__RECORDED DATA__.
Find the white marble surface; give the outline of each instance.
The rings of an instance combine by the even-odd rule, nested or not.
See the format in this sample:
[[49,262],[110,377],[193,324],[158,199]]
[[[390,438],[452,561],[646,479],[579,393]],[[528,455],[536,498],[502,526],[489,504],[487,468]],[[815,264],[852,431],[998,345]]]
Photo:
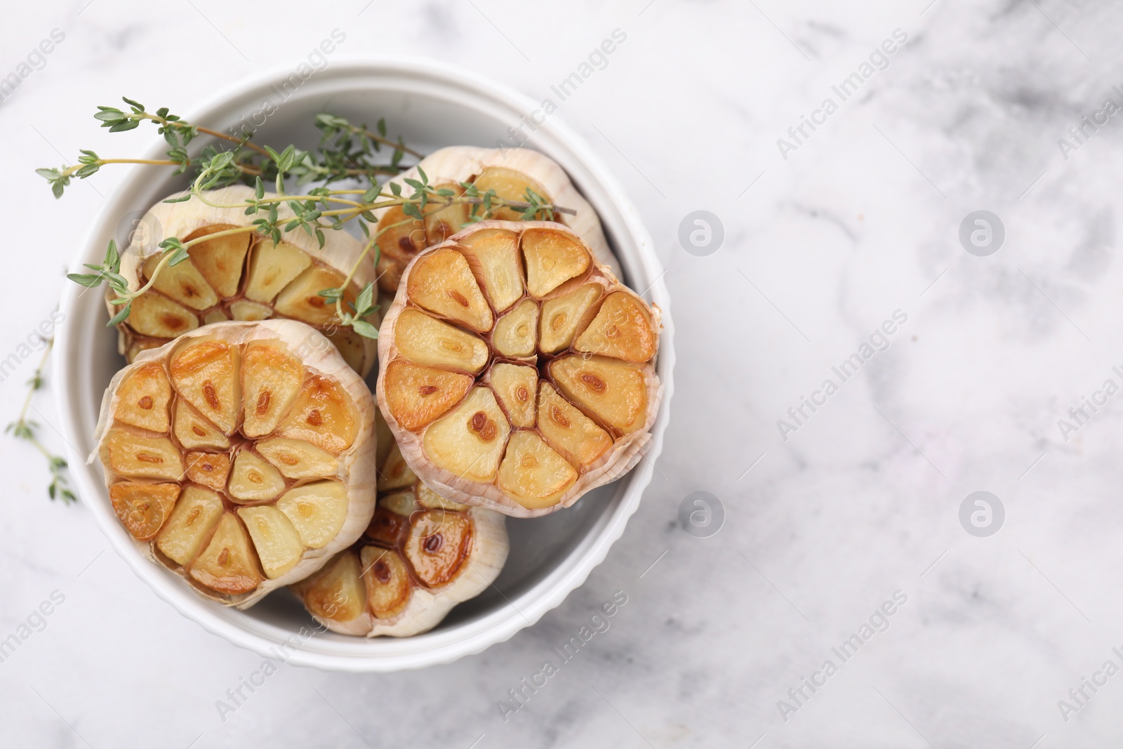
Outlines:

__YOUR INSTRUCTIONS__. Reproduce the entries above word for word, leaving out the pictures.

__FINAL RESULT__.
Find the white marble surface; give the outline of each instance.
The rings of an instance combine by the even-odd rule, nested or not.
See the format in this sample:
[[49,262],[110,377],[193,324],[158,199]]
[[[390,438],[452,561],[646,479],[579,393]],[[528,455],[536,498],[502,526],[489,504],[487,468]],[[815,264],[852,431],[998,345]]]
Photo:
Outlines:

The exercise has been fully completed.